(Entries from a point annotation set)
** begin **
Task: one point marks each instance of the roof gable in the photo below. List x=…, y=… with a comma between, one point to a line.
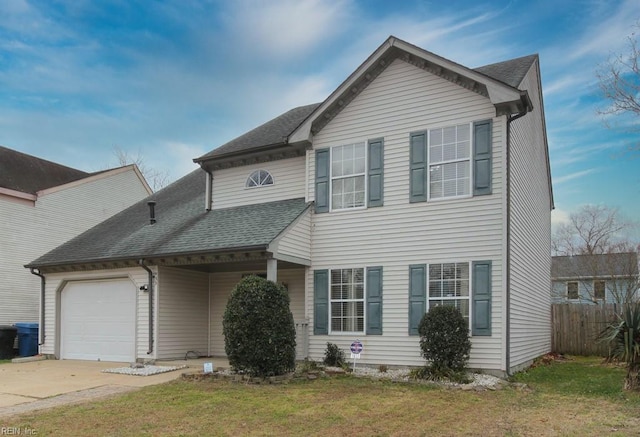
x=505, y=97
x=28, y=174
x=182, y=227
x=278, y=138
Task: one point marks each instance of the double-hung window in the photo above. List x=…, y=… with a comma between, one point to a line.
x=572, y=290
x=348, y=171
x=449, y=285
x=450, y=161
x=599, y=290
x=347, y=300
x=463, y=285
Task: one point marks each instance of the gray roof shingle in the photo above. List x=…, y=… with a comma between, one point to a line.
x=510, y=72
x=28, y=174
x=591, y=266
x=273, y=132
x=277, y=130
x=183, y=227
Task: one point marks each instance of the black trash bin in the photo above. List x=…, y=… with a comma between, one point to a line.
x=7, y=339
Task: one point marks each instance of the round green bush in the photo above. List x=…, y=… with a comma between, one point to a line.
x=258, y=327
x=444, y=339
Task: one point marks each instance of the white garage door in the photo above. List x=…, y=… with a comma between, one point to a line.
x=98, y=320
** end **
** begin **
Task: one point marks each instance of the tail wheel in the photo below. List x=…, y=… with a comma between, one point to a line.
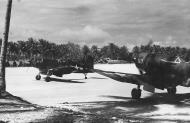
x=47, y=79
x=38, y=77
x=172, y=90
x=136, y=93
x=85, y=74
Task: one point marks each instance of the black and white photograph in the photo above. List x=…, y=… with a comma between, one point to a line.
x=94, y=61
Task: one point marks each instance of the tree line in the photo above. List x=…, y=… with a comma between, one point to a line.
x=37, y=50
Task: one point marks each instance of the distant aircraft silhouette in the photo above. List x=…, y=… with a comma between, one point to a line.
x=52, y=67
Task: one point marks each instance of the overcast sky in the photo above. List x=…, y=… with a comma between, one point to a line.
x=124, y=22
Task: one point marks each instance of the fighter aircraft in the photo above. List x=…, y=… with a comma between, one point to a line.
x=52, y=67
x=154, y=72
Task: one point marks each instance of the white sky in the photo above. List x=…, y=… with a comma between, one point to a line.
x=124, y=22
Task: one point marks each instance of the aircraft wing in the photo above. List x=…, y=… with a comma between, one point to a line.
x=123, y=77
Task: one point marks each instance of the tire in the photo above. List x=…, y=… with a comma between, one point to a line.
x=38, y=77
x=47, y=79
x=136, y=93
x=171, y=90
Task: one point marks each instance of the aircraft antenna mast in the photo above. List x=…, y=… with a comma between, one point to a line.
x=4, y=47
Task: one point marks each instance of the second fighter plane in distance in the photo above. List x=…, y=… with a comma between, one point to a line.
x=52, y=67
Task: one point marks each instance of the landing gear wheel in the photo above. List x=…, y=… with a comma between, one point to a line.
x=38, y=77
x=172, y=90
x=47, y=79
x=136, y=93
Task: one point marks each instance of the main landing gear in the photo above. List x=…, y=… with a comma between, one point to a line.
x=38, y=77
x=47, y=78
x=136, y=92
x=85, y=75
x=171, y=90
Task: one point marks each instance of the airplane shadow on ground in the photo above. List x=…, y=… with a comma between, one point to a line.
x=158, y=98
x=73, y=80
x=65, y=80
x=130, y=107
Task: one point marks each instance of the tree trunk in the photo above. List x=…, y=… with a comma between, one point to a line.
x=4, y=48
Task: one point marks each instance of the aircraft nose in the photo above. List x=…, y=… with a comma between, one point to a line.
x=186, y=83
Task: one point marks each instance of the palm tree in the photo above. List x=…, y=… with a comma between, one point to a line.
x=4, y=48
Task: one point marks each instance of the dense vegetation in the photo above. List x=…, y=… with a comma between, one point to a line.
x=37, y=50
** end **
** begin **
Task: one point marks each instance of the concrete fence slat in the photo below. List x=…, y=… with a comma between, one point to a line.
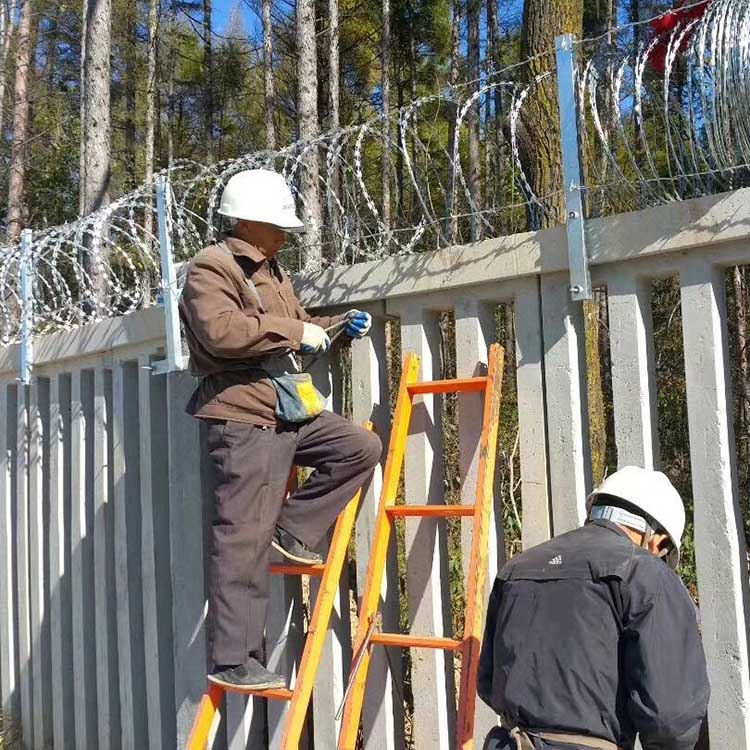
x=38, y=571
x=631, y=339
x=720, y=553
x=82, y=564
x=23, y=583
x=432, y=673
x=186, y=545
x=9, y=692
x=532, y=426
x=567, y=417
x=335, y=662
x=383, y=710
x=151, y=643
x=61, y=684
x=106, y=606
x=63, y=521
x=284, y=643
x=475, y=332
** end **
→ Given task
Repeat the lines above word for word, starting at the line that contains "Task: one point marks each instance of the roof" and ending at the line that contains "x=463, y=285", both included. Leave the pictures out of your answer.

→ Answer
Task: one point marks each instance of the roof gable in the photo below. List x=…, y=… with a comma between, one point to a line.
x=505, y=97
x=28, y=174
x=182, y=227
x=278, y=138
Task: one point marks each instance of the double-hung window in the photo above. List x=…, y=… with a comma between, one point to a line.
x=572, y=290
x=348, y=171
x=449, y=285
x=450, y=161
x=599, y=290
x=347, y=300
x=463, y=285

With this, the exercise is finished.